▶ **RECORDED INFORMATION**
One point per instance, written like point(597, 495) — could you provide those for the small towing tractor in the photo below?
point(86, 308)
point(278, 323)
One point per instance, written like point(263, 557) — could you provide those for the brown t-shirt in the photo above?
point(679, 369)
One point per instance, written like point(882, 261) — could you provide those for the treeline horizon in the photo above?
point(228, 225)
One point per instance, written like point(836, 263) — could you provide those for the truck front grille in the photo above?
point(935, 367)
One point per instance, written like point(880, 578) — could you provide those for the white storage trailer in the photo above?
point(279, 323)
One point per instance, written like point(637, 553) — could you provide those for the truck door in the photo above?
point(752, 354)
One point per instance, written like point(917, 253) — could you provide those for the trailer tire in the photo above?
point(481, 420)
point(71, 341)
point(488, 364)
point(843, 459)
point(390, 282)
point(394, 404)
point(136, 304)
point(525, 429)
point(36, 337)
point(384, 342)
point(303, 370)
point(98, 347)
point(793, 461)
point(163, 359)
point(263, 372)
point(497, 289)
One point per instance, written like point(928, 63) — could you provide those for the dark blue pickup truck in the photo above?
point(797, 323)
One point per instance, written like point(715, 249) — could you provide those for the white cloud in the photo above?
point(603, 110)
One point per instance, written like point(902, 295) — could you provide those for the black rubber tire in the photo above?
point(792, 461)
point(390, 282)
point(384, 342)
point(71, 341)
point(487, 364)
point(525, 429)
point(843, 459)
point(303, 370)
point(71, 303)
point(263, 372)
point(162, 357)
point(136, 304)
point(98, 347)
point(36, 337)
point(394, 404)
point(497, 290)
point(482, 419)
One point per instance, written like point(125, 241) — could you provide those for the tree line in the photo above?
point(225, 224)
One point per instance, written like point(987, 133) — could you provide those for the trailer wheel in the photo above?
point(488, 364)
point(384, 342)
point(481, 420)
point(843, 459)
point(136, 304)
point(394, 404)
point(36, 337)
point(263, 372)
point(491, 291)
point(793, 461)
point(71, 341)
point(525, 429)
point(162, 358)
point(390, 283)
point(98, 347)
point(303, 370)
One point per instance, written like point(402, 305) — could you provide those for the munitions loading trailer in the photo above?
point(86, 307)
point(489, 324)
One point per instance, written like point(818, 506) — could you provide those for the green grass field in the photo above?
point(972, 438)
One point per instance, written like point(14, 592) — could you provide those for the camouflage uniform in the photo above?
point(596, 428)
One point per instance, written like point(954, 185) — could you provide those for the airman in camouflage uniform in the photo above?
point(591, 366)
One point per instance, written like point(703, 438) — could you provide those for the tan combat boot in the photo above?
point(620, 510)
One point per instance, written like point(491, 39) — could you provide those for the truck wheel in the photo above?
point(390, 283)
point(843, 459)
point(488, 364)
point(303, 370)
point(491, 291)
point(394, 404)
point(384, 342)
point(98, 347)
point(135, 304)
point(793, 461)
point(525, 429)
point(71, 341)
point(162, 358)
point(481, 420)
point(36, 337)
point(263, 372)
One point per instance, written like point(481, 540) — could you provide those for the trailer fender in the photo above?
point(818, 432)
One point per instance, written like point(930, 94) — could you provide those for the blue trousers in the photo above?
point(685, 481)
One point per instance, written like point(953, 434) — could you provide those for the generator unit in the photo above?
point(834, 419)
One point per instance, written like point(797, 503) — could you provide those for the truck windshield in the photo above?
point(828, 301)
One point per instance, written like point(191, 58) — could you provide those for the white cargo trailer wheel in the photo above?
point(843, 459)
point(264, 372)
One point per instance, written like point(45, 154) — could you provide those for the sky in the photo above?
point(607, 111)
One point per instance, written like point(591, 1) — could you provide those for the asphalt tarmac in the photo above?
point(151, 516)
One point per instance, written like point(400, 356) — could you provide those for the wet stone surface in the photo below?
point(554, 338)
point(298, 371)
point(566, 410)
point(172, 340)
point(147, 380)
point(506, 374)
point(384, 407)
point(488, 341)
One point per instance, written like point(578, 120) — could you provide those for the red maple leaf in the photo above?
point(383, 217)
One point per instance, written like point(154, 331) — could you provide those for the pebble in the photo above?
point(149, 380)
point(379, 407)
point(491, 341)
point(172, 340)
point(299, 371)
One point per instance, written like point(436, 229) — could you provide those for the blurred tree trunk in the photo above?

▶ **WHAT NEEDS TO BE DONE**
Line by line, please reproduce the records exactly.

▶ **OUTPUT OF THE EXERCISE**
One point per instance, written like point(597, 495) — could you provide those for the small towing tractor in the photo below?
point(86, 308)
point(278, 323)
One point per instance, written like point(263, 557) — could you provide those for the brown t-shirt in the photo above?
point(679, 369)
One point per instance, written like point(882, 261) — could you provide those for the treeline horizon in the photo above?
point(228, 225)
One point per instance, written like point(836, 263) — could you provide those for the truck front grille in the photo above?
point(935, 367)
One point per instance, written like point(880, 578) — could you provide those for the white storage trailer in the photo above?
point(279, 323)
One point per instance, written like point(637, 553) — could you provide those for the truck door in the photo above?
point(752, 354)
One point per instance, written like point(917, 253) — could you provide those for the trailer tire in the photo above?
point(481, 420)
point(71, 341)
point(488, 364)
point(843, 459)
point(390, 282)
point(394, 404)
point(136, 304)
point(525, 429)
point(36, 337)
point(384, 342)
point(303, 370)
point(98, 347)
point(793, 461)
point(163, 359)
point(263, 372)
point(497, 289)
One point per instance, written like point(928, 63) — could you provide those for the dark blue pickup truck in the photo above?
point(797, 323)
One point per instance, written like point(715, 249) — could you provide those for the white cloud in the photo above?
point(603, 110)
One point per instance, written like point(902, 295) — could you provide those for the black rubber tire in the photo above?
point(792, 461)
point(390, 282)
point(384, 342)
point(71, 341)
point(487, 364)
point(525, 429)
point(843, 459)
point(303, 370)
point(71, 303)
point(263, 372)
point(162, 357)
point(136, 304)
point(98, 347)
point(36, 337)
point(394, 404)
point(497, 290)
point(482, 419)
One point per instance, written like point(125, 241) — could you provide those for the tree line in the photo above?
point(225, 224)
One point per instance, written like point(987, 133) — could you provide those for the trailer wheel in the photo above?
point(488, 364)
point(384, 342)
point(481, 420)
point(843, 459)
point(136, 304)
point(394, 404)
point(36, 337)
point(263, 372)
point(491, 291)
point(793, 461)
point(71, 341)
point(525, 429)
point(162, 358)
point(390, 283)
point(98, 347)
point(303, 370)
One point per instance, written like point(402, 305) — could you provide those for the munitions loading trailer in the photo above?
point(86, 307)
point(489, 324)
One point per instance, written like point(818, 506) — could you provide those for the green grass field in the photo above?
point(972, 438)
One point per instance, written like point(14, 592) — could you provide those for the camouflage uniform in the photo above?
point(596, 428)
One point per instance, written like point(954, 185) — could you provide those for the airman in camouflage uniform in the photo above?
point(591, 366)
One point per instance, written like point(703, 438) — could you provide those for the tan combat boot in the photo above?
point(620, 510)
One point per instance, written like point(491, 39) — could you provide those for the truck wheel in the photo above?
point(390, 283)
point(843, 459)
point(488, 364)
point(303, 370)
point(491, 291)
point(394, 404)
point(384, 342)
point(98, 347)
point(135, 304)
point(793, 461)
point(525, 429)
point(71, 341)
point(162, 358)
point(481, 420)
point(36, 337)
point(263, 372)
One point per instance, written like point(481, 540) — could you provide those for the trailer fender in the photo above?
point(818, 432)
One point per instance, written like point(930, 94) — could you provide those for the blue trousers in the photo above?
point(685, 481)
One point per instance, written like point(953, 434) — could you provide those for the generator unit in the photo above?
point(834, 419)
One point per instance, written like point(797, 503) — could you provide those for the truck windshield in the photo above?
point(828, 301)
One point per instance, written like point(191, 58) — could you provide those for the white cargo trailer wheel in the photo above?
point(843, 459)
point(264, 372)
One point per instance, written like point(45, 154) — could you provide those for the sky in the photo above?
point(607, 111)
One point per instance, written like point(591, 1) — could you provide those for the asphalt tarmac in the photo above?
point(151, 516)
One point per instance, written like point(400, 356) — could you provide those for the wet stone surface in the photo below?
point(554, 338)
point(298, 371)
point(566, 410)
point(172, 340)
point(147, 380)
point(506, 374)
point(384, 407)
point(488, 341)
One point per instance, written like point(578, 120) — could you provide those for the red maple leaf in the photo above?
point(383, 217)
One point per instance, written like point(154, 331) — could you provide those for the pebble in the photo above?
point(149, 380)
point(379, 407)
point(491, 341)
point(172, 340)
point(299, 371)
One point per instance, written like point(436, 229) — could you provide those for the blurred tree trunk in the photo above?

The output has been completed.